*SOURCE MATERIAL:*
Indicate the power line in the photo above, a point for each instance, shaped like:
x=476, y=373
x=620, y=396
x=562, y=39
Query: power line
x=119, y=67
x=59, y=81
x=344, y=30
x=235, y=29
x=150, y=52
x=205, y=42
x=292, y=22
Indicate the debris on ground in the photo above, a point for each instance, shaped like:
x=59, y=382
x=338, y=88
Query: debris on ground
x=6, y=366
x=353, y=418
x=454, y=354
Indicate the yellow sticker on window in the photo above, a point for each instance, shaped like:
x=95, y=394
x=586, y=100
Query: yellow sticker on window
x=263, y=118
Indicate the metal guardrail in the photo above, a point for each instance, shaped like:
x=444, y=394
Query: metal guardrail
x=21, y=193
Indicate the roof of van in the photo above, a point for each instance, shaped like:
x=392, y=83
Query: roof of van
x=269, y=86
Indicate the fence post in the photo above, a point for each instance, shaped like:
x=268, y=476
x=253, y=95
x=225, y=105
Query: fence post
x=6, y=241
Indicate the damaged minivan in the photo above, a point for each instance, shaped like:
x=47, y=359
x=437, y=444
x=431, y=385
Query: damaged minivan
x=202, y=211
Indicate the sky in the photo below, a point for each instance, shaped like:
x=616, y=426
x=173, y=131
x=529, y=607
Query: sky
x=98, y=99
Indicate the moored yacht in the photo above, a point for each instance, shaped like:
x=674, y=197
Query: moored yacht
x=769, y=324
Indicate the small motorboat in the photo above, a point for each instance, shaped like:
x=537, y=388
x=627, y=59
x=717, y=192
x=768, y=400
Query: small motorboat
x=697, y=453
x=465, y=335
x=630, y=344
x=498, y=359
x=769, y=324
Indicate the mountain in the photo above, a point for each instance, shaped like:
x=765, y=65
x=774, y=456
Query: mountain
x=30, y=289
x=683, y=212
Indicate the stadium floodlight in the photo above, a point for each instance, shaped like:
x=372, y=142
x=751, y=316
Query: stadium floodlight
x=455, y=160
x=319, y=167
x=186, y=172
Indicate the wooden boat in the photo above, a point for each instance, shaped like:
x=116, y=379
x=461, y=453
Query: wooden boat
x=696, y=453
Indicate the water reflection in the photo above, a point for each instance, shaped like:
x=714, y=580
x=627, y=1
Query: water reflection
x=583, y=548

*PROBLEM DESCRIPTION:* Taking the entries above, write out exactly the lines starting with the line containing "x=253, y=95" and going on through the line containing "x=529, y=607", both included, and nothing else.

*WRITTEN ANSWER:*
x=253, y=95
x=225, y=105
Query: fence post
x=6, y=241
Indicate the damaged minivan in the photo above, a point for each instance, shaped like:
x=47, y=359
x=437, y=444
x=431, y=385
Query: damaged minivan
x=202, y=211
Indicate the sky in the photo below, a point for each instance, shaped like:
x=616, y=426
x=173, y=131
x=529, y=607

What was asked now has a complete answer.